> **CONSIGNES À SUIVRE**
1/ Réécrivez sous forme de liste JSON de chaînes les lignes des rangées, en commençant par la ligne qui contient « Round one — Name the bounding box that frames the pink » et en terminant par celle qui contient « 266, 512, 299, 546 », ces deux lignes comprises. Mettez une chaîne par ligne et omettez les lignes vides.
2/ Poursuivez l'extrait consacré à la démarche empirique à partir de sa dernière phrase.
*** EXTRAIT CHOISI ***
4. Démarche empirique

S’intéresser à une forme d’industrie culturelle, telle que nous l’avons définie, suppose que l’on accepte d’examiner un processus de production et de consommation de biens culturels et informationnels, tout en reconnaissant leur spécificité. Dès lors la question qui se pose est de savoir si l’on s’intéresse davantage au processus industriel de production et de tout ce qu’il implique ou si on se penche plutôt du coté de l’individu et de l’usage que celui-ci fait de ces biens. Ceci dans le cadre d’un travail de recherche comme le nôtre qui implique des limites en termes de temps. 

En ce qui nous concerne nous avons décidé de privilégier l’aspect de la production, « c’est à dire la forme de celle-ci, le rôle de l’Etat, la structure des industries, les conditions infra structurelles de leur développement et l’internationalisation de la production autant que des produits » [Lacroix, op. cité, p.13]. En d’autres termes nous croyons que « dans la contradiction production/consommation l’aspect principal est la production » [de la Haye et Miège, op.cité, p.162]. Nous pensons en effet, à l’instar des auteurs précédemment cités que si l’émetteur-producteur n’est pas omnipotent, il influe néanmoins nettement sur les comportements, et il modèle, ou du moins tente de modeler, la demande. Et ceci plus encore dans le cas de l’internet, un domaine relativement récent dont les usages sont en cours de formation.
*** DONNÉES PRÉSENTÉES ***
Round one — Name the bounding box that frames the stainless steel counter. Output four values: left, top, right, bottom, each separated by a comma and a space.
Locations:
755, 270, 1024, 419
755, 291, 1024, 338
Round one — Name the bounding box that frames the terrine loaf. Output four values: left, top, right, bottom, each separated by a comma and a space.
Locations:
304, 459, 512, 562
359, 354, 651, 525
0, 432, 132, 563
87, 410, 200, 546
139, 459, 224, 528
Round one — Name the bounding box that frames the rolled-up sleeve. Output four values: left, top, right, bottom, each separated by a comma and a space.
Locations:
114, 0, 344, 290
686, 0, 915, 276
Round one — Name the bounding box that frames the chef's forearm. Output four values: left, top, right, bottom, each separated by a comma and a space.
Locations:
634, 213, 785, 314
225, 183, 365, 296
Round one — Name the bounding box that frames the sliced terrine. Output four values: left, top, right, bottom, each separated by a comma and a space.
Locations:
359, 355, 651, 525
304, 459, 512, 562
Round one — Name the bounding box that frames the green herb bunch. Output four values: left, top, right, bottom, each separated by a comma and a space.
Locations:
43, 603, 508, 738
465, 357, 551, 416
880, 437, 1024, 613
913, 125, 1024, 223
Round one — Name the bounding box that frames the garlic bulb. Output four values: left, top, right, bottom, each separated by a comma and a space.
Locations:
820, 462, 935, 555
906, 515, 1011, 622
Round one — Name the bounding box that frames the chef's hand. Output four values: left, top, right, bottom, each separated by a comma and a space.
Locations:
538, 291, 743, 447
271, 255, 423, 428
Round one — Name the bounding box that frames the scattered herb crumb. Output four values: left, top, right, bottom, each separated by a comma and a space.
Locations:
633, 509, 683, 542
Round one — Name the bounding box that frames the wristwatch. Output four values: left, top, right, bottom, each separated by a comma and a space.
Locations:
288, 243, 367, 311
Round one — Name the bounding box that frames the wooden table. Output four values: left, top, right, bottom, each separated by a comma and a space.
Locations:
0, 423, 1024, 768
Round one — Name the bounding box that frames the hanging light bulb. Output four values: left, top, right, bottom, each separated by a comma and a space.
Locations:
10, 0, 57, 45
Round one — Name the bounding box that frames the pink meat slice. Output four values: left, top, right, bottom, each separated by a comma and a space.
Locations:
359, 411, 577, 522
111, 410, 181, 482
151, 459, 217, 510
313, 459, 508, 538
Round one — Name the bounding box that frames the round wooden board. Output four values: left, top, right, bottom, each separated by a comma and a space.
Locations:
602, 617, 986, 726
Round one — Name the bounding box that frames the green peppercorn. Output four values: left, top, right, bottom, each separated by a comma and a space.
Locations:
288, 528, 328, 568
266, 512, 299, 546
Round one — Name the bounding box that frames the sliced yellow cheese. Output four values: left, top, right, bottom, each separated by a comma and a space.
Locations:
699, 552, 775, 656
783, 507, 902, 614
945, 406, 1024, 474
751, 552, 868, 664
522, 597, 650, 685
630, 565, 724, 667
***
> **RÉPONSES SUCCESSIVES**
1/
[
  "Round one — Name the bounding box that frames the pink meat slice. Output four values: left, top, right, bottom, each separated by a comma and a space.",
  "Locations:",
  "359, 411, 577, 522",
  "111, 410, 181, 482",
  "151, 459, 217, 510",
  "313, 459, 508, 538",
  "Round one — Name the bounding box that frames the round wooden board. Output four values: left, top, right, bottom, each separated by a comma and a space.",
  "Locations:",
  "602, 617, 986, 726",
  "Round one — Name the bounding box that frames the green peppercorn. Output four values: left, top, right, bottom, each separated by a comma and a space.",
  "Locations:",
  "288, 528, 328, 568",
  "266, 512, 299, 546"
]

2/
En conséquence, nous allons adopter dans notre étude des outils théoriques tels que le concept de logiques sociales qui, selon Gaëtan Tremblay, « renvoie à un ensemble de règles qui orientent la structuration et le fonctionnement d’un secteur industriel, qui déterminent les caractéristiques et l’articulation des fonctions de création, de production, de mise à disposition et de consommation des produits culturels » [Tremblay, 1997, p.14]. Nous allons ainsi focaliser notre analyse sur les stratégies d’acteurs qui, selon l’auteur, constituent un concept complémentaire au précédent qui « fait référence à la dynamique des acteurs qui poursuivent certains objectifs propres et mettent en place une série de moyens d’action pour les atteindre » [ibid. p.14].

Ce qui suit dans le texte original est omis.